[Start of Attachment]

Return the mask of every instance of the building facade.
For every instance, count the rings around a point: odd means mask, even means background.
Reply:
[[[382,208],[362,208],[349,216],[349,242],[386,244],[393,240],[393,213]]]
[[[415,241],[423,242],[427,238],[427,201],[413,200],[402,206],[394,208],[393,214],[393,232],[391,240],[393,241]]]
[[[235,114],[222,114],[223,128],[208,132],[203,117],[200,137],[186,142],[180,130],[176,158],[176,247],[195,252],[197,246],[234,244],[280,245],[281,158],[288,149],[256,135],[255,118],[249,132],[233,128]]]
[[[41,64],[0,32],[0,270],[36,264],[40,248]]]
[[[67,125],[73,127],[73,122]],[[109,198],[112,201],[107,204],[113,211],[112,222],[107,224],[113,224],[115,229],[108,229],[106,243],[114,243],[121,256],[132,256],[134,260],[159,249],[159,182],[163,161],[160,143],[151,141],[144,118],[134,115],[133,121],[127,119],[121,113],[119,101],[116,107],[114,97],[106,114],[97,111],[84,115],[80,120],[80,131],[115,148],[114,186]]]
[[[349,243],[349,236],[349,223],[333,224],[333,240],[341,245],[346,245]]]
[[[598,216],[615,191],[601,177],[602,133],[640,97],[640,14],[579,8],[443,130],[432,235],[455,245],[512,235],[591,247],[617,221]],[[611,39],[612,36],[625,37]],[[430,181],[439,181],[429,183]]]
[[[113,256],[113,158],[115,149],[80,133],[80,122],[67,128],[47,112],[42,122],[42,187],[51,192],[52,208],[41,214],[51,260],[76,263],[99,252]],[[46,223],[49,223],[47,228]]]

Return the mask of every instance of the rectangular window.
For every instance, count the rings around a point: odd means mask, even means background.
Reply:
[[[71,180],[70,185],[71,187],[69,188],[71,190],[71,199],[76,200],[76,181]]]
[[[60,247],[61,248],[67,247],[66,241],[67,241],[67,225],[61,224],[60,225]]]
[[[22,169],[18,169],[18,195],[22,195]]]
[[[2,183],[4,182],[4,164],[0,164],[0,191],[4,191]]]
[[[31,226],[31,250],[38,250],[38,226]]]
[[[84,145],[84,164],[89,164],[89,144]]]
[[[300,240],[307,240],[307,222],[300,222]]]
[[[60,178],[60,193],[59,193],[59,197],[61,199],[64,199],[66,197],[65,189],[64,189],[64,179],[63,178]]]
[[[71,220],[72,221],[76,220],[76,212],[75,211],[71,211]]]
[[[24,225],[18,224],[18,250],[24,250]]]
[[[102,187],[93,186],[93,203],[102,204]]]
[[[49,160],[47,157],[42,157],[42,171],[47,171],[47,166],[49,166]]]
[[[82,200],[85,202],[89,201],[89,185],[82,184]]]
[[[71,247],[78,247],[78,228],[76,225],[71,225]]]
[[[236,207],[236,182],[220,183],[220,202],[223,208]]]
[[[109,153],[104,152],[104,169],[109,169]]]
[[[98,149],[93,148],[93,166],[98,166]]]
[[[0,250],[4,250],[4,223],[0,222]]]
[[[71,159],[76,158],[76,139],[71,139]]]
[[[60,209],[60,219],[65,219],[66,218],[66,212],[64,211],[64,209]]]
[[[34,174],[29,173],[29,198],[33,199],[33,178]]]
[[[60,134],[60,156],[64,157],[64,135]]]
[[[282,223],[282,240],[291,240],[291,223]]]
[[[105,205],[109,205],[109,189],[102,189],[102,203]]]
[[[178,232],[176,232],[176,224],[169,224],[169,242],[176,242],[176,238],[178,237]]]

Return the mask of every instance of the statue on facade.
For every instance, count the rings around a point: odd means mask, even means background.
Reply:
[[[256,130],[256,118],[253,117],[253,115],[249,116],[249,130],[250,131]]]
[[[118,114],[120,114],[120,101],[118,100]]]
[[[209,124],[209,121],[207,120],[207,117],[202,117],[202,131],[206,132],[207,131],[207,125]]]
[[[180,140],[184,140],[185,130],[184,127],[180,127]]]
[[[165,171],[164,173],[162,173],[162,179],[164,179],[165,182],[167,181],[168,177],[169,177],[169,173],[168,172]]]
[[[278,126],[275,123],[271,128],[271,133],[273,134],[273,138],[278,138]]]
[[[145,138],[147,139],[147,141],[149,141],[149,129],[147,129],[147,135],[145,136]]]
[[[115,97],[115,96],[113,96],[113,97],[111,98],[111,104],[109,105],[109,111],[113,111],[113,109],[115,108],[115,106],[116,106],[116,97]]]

[End of Attachment]

# Activity:
The records given above are to be repeated in full, exactly.

# Completed exercise:
Return the mask of every instance of the building facade.
For every instance, count the rings around a point: odd means mask, even means background.
Reply:
[[[382,208],[362,208],[349,216],[349,242],[386,244],[393,240],[393,213]]]
[[[415,241],[423,242],[427,238],[427,201],[413,200],[402,206],[394,208],[393,214],[393,232],[391,240],[393,241]]]
[[[235,114],[222,114],[223,128],[208,132],[203,117],[200,137],[186,142],[180,130],[176,158],[176,247],[195,252],[197,246],[234,244],[280,245],[281,158],[288,149],[256,135],[255,118],[249,132],[233,128]]]
[[[41,64],[0,32],[0,270],[36,264],[40,248]]]
[[[67,125],[73,127],[73,122]],[[109,198],[112,201],[107,204],[113,211],[112,222],[107,224],[113,224],[115,229],[108,229],[106,243],[114,243],[121,256],[132,256],[134,260],[159,249],[159,182],[163,161],[160,143],[151,141],[144,118],[134,115],[133,121],[127,119],[121,113],[119,101],[116,107],[114,97],[106,114],[97,111],[84,115],[80,120],[80,131],[115,148],[114,186]]]
[[[349,243],[349,236],[349,223],[333,224],[333,240],[341,245],[346,245]]]
[[[598,216],[615,191],[601,177],[602,133],[640,97],[640,14],[579,8],[443,130],[432,235],[455,245],[512,235],[591,247],[617,221]],[[611,39],[612,36],[625,37]],[[430,181],[439,181],[429,183]]]
[[[113,256],[113,158],[115,149],[80,133],[80,122],[67,128],[47,112],[42,122],[42,187],[51,192],[52,208],[41,214],[51,260],[76,263],[99,252]],[[46,223],[49,223],[47,228]]]

Return the mask of every instance of the rectangular window.
For every instance, count the rings around a point: odd means mask, even means background.
Reply:
[[[71,180],[70,185],[71,187],[69,188],[71,190],[71,199],[76,200],[76,181]]]
[[[60,247],[61,248],[67,247],[66,241],[67,241],[67,225],[61,224],[60,225]]]
[[[22,169],[18,169],[18,195],[22,195]]]
[[[2,183],[4,182],[4,164],[0,164],[0,191],[4,191]]]
[[[31,226],[31,250],[38,250],[38,226]]]
[[[84,145],[84,164],[89,164],[89,144]]]
[[[300,240],[307,240],[307,222],[300,222]]]
[[[60,178],[60,193],[59,193],[59,197],[61,199],[64,199],[66,197],[65,189],[64,189],[64,179],[63,178]]]
[[[71,220],[72,221],[76,220],[76,212],[75,211],[71,211]]]
[[[24,225],[18,224],[18,250],[24,250]]]
[[[102,187],[93,186],[93,203],[102,204]]]
[[[49,160],[47,157],[42,157],[42,171],[47,171],[47,166],[49,166]]]
[[[82,200],[85,202],[89,201],[89,185],[82,184]]]
[[[71,247],[78,247],[78,228],[76,225],[71,225]]]
[[[236,207],[236,182],[220,183],[220,202],[223,208]]]
[[[109,153],[104,152],[104,169],[109,169]]]
[[[98,149],[93,148],[93,166],[98,166]]]
[[[0,250],[4,250],[4,223],[0,222]]]
[[[71,159],[76,158],[76,139],[71,139]]]
[[[60,209],[60,219],[65,219],[66,218],[66,212],[64,211],[64,209]]]
[[[34,174],[29,173],[29,198],[33,199],[33,178]]]
[[[60,134],[60,156],[64,157],[64,135]]]
[[[282,223],[282,240],[291,240],[291,223]]]
[[[105,205],[109,205],[109,189],[102,189],[102,203]]]
[[[178,232],[176,232],[176,224],[169,224],[169,242],[176,242],[176,238],[178,237]]]

Return the mask of every instance of the statue on facade.
For every instance, count the rings around a point: odd means mask, even means background.
Reply:
[[[256,130],[256,118],[253,117],[253,115],[249,116],[249,130],[250,131]]]
[[[118,114],[120,114],[120,101],[118,100]]]
[[[209,124],[209,121],[207,120],[207,117],[202,117],[202,131],[206,132],[207,131],[207,125]]]
[[[180,140],[184,140],[185,130],[184,127],[180,127]]]
[[[165,171],[164,173],[162,173],[162,179],[164,179],[165,182],[167,181],[168,177],[169,177],[169,173],[168,172]]]
[[[278,126],[275,123],[271,128],[271,133],[273,134],[273,138],[278,138]]]
[[[145,138],[147,139],[147,141],[149,141],[149,129],[147,129],[147,135],[145,136]]]
[[[115,97],[115,96],[113,96],[113,97],[111,98],[111,104],[109,105],[109,111],[113,111],[113,109],[115,108],[115,106],[116,106],[116,97]]]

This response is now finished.